#### [Kutipan Sumber]
——
2.    2.  Perpustakaan dengan Staff Robot

                                                                        sumber: freepik.com

Jika di jaman sekarang kita masih melihat ada pegawai di perpustakaan, entah itu pegawai kebersihan perpustakaan, pegawai yang mencatat buku masuk dan keluar, atau pegawai yang menjaga perpustakaan, maka ada kemungkinan pekerjaan-pekerjaan tersebut akan tergantikan dengan hadirnya robot perpustakaan. Hal ini disebabkan, jika kita melihat beberapa industri sekarang, beberapa negara bahkan di Indonesia, peran manusia telah digantikan oleh robot. Salah satu contohnya robot pelayan restoran di sebuah restoran di Lampung. Munculnya hal semacam ini, tentu akan mengancam berbagai pekerjaan pelayanan lainnya, salah satunya pegawai perpustakaan. Kemajuan teknologi seperti mesin pembaca barcode dan sistem keamanan, akan memungkinkan perpustakaan dapat beroperasi tanpa adanya staff atau pegawai. Perpustakaan seperti ini nantinya akan beroperasi secara mandiri namun tetap dapat memberikan akses sumber daya perpustakaan kepada penggunanya.

3.     3. Perpustakaan Berakses Global

                                                                        sumber: pixabay.com

Kemajuan teknologi yang semakin pesat turut membawa pengaruh yang besar bagi tatanan kehidupan global. Internet berperan besar dalam hal ini. Setelah munculnya internet, batas antarnegara seolah semakin menyempit. Membuat kita dapat dengan mudah memperoleh informasi tentang daerah bahkan negara lain dengan mudah dan cepat. Kemudahan akses dalam globalisasi kemungkinan juga akan berdampak pada perpustakaan masa depan. Dimana, akan terbentuk perpustakaan global digital, yang akan menampung berbagai jenis buku dari berbagai negara dalam bentuk elektronik. Tentunya hal ini akan memudahkan bagi banyak orang untuk mendapatkan sumber daya perpustakaan dari negara lain. Mencakup seluruh sumber daya dari seluruh dunia dan memberikan akses ke sumber daya yang tidak tersedia di perpustakaan lokal.
——
#### [Kegiatan]
1. Jawablah pertanyaan berikut berdasarkan kutipan tentang perpustakaan masa depan:
(a) Di daerah mana terdapat restoran yang disebut memakai robot pelayan?
(b) Kemajuan teknologi apa saja yang disebut akan memungkinkan perpustakaan beroperasi tanpa staf?
(c) Dalam bentuk apa perpustakaan global digital akan menampung buku dari berbagai negara?
2. Tulislah lanjutan kutipan tentang perpustakaan masa depan ini, dimulai sesudah kalimat terakhirnya.
Entri yang menyusul tidak diperlukan untuk menyelesaikan apa pun.

#### [Bahan yang Disediakan]
——
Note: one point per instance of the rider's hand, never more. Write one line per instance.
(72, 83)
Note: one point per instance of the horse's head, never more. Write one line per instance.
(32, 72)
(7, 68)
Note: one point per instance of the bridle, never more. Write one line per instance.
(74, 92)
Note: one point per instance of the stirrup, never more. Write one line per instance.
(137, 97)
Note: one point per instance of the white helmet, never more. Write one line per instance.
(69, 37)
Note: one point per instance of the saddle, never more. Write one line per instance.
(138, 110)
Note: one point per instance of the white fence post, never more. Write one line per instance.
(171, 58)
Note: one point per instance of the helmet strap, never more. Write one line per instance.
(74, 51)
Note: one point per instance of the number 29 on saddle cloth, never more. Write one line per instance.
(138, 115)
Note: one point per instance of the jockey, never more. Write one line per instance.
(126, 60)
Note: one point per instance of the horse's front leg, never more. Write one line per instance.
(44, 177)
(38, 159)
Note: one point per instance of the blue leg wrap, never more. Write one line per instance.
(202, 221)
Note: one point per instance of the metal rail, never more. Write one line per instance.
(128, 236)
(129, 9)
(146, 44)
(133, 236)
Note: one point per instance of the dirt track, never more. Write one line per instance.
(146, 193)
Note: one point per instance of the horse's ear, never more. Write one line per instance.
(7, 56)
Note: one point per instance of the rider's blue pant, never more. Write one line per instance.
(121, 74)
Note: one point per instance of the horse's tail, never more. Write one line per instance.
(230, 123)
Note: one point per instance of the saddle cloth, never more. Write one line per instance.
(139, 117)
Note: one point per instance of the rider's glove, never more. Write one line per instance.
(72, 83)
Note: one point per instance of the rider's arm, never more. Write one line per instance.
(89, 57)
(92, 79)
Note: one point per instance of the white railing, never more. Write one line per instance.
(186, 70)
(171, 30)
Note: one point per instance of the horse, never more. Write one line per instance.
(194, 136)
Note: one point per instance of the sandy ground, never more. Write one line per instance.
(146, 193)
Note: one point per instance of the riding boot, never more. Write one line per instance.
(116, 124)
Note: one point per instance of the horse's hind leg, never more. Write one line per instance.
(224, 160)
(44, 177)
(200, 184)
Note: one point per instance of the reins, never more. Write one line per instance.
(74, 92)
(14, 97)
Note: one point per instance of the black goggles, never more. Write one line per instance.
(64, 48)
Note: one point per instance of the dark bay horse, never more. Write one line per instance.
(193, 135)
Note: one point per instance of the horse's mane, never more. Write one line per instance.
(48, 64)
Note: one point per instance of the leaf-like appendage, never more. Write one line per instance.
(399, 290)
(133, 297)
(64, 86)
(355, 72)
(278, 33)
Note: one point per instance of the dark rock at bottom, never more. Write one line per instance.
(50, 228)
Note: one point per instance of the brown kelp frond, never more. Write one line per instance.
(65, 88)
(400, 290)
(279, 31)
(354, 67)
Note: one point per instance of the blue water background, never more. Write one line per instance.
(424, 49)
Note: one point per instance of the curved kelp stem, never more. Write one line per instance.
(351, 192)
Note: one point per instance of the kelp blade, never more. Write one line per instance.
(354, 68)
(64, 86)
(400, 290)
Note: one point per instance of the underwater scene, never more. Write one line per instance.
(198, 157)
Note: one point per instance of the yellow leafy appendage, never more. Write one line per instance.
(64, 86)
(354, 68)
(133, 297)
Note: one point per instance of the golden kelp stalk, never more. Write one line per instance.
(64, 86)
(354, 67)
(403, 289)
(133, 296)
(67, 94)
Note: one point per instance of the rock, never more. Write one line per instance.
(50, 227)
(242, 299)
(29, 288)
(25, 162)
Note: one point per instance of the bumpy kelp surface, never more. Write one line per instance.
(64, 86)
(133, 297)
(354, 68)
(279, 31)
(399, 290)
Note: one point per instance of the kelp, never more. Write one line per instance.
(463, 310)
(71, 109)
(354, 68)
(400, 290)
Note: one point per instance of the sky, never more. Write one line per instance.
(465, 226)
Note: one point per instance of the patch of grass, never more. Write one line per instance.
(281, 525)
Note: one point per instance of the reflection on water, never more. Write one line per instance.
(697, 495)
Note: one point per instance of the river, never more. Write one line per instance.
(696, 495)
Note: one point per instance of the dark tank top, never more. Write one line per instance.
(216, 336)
——
#### [Jawaban per Butir]
1.
(a) Di Lampung.
(b) Mesin pembaca barcode dan sistem keamanan.
(c) Dalam bentuk elektronik.

2.
4.     4. Perpustakaan Ramah Lingkungan

                                                                    sumber: freepik.com

Jika perkembangan teknologi di jaman sekarang saja sudah dikatakan cepat dan pesat, lantas bagaimana di masa yang akan datang? Dengan fasilitas, ilmu pengetahuan, dan sumber daya pendukung yang berkualitas, kemungkinan kemajuan dalam teknologi akan semakin mengerikan lagi. Oleh karena itu, dalam pengembangan teknologi juga harus memperhatikan kondisi lingkungan sekitar. Dalam hal ini, perpustakaan masa depan dapat berfokus pada keberlanjutan dan mencapai tujuan ramah lingkungan. Untuk mewujudkan perpustakaan yang ramah lingkungan, dapat menggunakan teknologi hijau, atau teknologi ramah lingkungan, seperti penggunaan lampu LED dan sumber energi terbarukan untuk menyalakannya. Misalnya, sumber listrik berasal dari PLTA. Serta praktek-praktek lainnya yang ramah lingkungan, seperti penggunaan kertas daur ulang untuk membuat buku cetak atau menggalakkan program daur ulang buku yang sudah tidak terpakai.

Berbagai kemungkinan dapat saja terjadi dalam mengembangkan perpustakaan masa depan ini. Semakin maju ilmu pengetahuan dan teknologi, akan turut mengubah budaya dan kondisi sosial masyarakat. Namun, tidak akan mengubah peran penting perpustakaan. Perpustakaan masa depan tetap akan menjadi tempat terpenting dalam aspek pendidikan, penelitian, dan pengembangan diri. Dengan teknologi dan akses global yang semakin maju, perpustakaan dapat memberikan akses ke sumber daya yang lebih luas dan bervariasi bagi pengguna dari berbagai latar belakang.

Agar perpustakaan masa depan dapat tetap relevan dan bersaing nantinya, perpustakaan juga harus terus melakukan inovasi dan beradaptasi dengan kebutuhan masyarakat 5.0. Seperti pengembangan teknologi yang inovatif dan ramah lingkungan, program pendidikan yang menarik dan berkelanjutan, serta menerapkan strategi pemasaran yang terencana untuk meningkatkan kesadaran dan minat masyarakat pada perpustakaan. Sehingga, nantinya perpustakaan masa depan dapat turut serta dalam mencerdaskan masyarakat dan membentuk masyarakat yang berbudaya.